▶ [TASK DETAILS] Restrict the output to the lines below starting at the one that contains "Each instance of the white trim" and ending at the one that contains "pixel 83 110.", and restate them word for word, both ends included.

▶ [STORED DATA]
··········
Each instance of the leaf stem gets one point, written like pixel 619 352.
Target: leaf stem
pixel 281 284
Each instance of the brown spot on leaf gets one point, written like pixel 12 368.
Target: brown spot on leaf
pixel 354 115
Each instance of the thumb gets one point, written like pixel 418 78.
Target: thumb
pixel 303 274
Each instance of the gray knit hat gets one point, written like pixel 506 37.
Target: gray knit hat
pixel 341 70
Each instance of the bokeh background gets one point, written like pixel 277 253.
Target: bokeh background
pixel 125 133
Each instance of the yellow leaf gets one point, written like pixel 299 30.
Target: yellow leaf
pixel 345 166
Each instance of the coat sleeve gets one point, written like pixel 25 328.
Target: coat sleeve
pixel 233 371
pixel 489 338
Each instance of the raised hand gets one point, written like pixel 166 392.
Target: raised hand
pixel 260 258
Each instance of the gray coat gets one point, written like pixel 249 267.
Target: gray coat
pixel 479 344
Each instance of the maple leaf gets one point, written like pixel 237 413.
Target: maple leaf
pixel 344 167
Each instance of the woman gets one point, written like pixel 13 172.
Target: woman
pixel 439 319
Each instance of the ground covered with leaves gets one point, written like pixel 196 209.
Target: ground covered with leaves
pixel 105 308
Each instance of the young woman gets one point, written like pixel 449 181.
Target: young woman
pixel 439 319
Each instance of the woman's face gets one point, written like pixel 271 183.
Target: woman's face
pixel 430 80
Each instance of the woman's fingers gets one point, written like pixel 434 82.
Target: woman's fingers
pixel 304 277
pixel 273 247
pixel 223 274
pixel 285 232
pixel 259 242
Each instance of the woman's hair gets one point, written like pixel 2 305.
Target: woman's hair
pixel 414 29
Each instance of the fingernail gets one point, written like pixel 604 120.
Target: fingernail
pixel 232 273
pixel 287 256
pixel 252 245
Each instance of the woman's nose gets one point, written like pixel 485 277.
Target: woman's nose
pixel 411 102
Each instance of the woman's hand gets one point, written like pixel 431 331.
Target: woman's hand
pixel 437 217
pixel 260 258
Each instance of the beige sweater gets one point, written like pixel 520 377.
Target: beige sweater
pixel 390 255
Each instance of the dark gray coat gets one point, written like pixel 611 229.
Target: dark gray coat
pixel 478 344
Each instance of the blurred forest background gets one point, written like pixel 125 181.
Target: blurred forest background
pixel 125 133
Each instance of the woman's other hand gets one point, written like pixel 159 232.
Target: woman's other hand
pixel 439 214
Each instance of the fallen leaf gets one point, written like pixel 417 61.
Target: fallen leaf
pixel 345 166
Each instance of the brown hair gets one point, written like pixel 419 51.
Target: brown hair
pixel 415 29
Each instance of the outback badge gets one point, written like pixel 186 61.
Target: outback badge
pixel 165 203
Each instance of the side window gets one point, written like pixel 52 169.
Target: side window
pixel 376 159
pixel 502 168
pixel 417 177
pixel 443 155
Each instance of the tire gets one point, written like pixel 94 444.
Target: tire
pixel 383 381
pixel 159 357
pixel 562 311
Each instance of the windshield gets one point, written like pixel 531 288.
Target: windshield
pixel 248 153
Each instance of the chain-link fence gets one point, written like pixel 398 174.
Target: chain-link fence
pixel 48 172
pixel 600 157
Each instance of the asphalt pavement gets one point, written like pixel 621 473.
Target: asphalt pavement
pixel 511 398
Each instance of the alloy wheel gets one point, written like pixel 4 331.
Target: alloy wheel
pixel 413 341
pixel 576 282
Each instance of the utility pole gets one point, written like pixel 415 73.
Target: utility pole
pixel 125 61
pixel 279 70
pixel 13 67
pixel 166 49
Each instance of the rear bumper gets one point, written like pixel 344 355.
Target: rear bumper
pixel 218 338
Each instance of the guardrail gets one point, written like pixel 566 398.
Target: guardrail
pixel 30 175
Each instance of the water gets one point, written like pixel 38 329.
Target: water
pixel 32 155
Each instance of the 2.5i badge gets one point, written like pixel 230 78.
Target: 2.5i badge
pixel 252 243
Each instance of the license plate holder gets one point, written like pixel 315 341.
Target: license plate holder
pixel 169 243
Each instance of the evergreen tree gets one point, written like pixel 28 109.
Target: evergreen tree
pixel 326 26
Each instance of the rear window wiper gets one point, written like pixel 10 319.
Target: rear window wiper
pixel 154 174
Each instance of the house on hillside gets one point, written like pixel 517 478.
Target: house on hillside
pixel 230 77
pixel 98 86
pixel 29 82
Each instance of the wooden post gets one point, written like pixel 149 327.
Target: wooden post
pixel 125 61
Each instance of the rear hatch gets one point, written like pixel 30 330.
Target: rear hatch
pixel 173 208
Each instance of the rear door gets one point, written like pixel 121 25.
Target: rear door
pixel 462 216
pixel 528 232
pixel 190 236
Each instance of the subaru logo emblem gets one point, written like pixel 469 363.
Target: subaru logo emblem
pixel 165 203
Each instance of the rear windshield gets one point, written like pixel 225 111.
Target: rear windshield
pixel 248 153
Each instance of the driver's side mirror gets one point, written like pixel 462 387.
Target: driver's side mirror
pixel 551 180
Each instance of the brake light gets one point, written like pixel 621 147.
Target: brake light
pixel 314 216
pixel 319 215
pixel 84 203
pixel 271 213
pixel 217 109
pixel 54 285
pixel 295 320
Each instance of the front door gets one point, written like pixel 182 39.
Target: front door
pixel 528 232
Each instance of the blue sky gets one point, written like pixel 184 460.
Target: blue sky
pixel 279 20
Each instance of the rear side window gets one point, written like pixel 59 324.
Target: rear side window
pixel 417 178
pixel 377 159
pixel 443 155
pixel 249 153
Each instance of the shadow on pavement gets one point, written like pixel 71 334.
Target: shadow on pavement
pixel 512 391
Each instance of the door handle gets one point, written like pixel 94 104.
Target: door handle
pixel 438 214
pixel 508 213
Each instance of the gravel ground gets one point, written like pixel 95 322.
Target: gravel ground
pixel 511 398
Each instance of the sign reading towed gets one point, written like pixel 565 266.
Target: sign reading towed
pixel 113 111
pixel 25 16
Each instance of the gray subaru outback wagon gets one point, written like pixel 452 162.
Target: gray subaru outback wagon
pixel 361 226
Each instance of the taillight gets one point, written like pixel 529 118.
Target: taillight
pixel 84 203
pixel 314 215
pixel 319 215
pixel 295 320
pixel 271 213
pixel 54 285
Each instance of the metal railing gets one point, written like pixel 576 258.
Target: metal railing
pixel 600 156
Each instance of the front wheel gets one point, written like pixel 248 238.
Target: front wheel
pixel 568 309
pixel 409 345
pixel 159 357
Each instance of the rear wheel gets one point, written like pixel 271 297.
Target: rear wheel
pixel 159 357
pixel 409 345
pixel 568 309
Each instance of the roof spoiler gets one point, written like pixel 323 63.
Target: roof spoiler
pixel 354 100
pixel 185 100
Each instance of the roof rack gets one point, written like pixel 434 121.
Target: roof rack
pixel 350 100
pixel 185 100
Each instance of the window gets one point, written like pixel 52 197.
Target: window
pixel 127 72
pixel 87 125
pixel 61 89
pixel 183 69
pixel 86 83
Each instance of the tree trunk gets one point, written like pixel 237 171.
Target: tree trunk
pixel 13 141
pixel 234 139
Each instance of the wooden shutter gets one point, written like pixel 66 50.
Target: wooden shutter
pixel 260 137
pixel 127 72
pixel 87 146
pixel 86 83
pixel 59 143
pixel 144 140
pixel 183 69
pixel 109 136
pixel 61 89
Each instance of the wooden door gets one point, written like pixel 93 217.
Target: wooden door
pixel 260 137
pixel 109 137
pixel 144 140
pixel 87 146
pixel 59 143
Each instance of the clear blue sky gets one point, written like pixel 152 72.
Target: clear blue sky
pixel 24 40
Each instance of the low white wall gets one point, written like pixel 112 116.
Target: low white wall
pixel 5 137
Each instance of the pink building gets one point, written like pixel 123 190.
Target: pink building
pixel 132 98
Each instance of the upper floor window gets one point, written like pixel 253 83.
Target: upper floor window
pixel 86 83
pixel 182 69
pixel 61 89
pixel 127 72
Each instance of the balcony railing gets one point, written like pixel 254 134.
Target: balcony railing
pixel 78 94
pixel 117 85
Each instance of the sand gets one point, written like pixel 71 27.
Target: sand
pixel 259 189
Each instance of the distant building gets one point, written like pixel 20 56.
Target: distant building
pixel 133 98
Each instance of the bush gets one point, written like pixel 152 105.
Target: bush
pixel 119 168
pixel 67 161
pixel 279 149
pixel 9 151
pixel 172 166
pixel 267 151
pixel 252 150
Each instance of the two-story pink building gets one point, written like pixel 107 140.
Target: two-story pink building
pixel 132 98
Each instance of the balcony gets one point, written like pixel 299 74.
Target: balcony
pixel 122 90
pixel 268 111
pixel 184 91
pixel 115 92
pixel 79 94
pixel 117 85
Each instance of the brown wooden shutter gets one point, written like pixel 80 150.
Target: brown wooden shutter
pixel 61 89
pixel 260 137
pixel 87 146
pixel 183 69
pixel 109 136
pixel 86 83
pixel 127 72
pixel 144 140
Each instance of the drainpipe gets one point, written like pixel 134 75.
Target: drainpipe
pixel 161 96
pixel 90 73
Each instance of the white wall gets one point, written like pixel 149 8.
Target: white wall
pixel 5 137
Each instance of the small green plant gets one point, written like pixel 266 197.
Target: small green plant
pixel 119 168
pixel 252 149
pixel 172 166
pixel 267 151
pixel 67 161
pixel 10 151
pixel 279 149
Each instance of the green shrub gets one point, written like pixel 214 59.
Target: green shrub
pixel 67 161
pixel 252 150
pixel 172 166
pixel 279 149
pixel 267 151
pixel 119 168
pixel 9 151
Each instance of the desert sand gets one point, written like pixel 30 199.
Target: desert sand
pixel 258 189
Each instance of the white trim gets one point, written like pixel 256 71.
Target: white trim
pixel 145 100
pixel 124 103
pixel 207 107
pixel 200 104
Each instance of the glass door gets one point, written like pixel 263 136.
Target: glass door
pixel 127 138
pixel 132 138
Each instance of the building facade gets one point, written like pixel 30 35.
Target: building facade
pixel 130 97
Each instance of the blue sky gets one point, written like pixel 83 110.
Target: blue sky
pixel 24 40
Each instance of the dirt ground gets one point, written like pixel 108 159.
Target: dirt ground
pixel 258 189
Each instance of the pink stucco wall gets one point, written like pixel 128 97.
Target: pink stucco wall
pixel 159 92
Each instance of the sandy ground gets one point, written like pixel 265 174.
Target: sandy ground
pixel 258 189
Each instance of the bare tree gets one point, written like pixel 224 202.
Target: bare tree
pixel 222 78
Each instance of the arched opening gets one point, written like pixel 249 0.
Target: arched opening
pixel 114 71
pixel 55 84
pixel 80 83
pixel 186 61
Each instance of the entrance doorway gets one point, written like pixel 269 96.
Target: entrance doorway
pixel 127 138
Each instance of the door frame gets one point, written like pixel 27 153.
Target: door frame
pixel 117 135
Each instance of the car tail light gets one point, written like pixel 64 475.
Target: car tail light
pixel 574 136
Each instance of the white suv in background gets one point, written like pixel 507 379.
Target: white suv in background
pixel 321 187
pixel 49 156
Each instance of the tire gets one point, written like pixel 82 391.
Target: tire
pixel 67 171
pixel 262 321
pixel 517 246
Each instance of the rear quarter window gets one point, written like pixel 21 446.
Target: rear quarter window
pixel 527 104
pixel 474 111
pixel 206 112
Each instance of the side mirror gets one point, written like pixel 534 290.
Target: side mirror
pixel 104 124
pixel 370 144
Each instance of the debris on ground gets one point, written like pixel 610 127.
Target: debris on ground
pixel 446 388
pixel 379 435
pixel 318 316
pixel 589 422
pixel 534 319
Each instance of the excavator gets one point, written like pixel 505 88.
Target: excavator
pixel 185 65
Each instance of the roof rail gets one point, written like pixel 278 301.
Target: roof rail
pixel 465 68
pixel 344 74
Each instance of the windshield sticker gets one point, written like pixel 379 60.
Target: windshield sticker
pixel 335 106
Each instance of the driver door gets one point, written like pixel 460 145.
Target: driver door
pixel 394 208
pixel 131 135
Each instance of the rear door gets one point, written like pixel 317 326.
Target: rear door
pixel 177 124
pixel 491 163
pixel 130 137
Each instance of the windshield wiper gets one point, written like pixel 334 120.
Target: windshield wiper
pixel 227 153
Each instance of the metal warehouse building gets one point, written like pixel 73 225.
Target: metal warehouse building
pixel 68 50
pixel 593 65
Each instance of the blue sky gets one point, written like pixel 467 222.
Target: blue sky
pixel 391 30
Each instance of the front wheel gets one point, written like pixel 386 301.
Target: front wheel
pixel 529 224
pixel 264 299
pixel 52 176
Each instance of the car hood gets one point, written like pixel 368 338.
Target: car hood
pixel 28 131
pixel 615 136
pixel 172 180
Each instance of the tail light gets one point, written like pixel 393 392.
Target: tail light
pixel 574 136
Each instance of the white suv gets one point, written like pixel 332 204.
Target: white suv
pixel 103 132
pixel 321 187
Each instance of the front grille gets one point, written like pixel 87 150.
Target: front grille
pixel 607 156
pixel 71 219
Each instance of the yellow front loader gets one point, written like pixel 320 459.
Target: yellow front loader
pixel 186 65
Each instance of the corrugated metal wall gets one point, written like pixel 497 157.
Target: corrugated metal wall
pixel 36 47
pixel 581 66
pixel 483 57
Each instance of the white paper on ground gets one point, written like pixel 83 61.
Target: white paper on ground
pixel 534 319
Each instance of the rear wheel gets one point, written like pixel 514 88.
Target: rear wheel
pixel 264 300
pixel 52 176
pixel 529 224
··········
▶ [EXERCISE ANSWER]
Each instance of the white trim gets one point, written like pixel 256 71.
Target: white trim
pixel 145 100
pixel 124 103
pixel 207 107
pixel 200 104
Each instance of the glass door gets one point, written like pixel 263 136.
Target: glass door
pixel 127 138
pixel 132 138
Each instance of the building facade gets one point, written like pixel 30 35.
Target: building facade
pixel 130 97
Each instance of the blue sky gets one point, written like pixel 83 110.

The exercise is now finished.